EXERCISE: Find and copy the lines in the records beneath this task that contain the word "positive".

Saved data entries
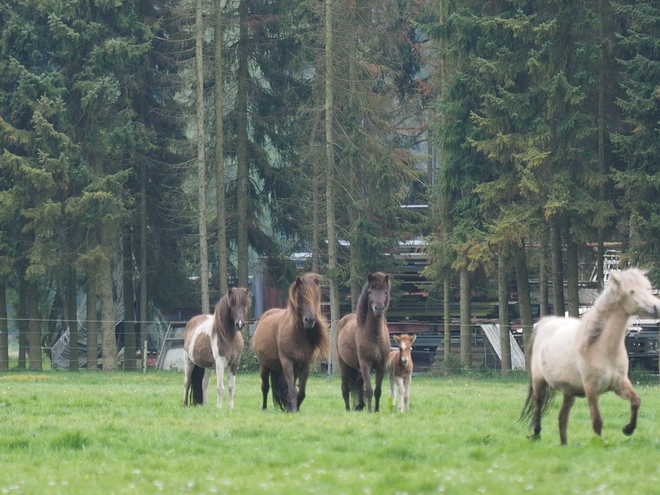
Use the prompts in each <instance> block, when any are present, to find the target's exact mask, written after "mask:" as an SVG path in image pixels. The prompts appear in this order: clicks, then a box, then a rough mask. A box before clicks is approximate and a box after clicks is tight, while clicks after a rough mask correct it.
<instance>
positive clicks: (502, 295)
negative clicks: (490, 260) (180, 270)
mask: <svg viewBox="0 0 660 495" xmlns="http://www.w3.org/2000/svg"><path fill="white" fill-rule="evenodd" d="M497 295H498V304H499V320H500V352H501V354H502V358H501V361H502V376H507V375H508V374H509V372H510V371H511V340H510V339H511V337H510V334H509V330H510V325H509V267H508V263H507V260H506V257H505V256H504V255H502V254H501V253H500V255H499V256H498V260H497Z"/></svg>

...

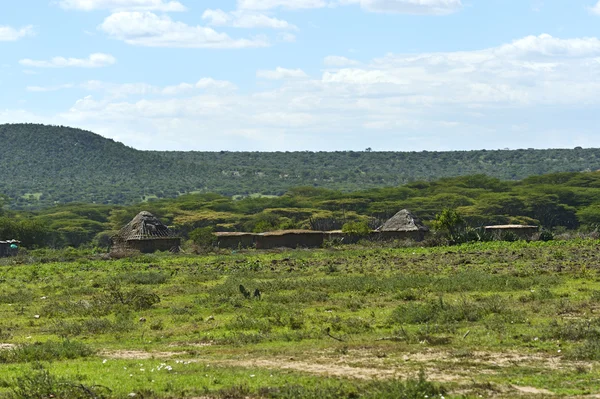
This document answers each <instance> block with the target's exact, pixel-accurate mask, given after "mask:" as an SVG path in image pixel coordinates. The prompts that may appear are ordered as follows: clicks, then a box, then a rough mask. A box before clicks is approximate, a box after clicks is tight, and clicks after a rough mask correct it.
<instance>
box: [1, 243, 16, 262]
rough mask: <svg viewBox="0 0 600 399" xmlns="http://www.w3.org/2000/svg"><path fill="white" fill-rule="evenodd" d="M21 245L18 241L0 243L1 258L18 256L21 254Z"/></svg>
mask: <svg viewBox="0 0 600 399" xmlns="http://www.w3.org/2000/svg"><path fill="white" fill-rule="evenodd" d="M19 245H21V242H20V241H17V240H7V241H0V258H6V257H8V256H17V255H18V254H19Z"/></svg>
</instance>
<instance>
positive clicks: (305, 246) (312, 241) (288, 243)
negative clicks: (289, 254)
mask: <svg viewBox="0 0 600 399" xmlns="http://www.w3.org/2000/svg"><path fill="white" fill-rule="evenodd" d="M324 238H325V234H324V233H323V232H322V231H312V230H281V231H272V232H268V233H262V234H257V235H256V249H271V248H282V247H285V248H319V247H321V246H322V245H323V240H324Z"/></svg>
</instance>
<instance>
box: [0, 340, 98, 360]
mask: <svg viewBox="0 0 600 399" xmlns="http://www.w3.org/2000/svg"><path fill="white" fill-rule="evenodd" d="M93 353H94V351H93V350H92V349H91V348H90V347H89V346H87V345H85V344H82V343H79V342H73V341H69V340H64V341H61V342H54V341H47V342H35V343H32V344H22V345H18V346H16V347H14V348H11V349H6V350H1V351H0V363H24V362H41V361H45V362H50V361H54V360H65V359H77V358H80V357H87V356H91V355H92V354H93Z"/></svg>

OUTPUT FOR THIS TASK:
positive clicks: (502, 295)
positive clicks: (305, 246) (312, 241) (288, 243)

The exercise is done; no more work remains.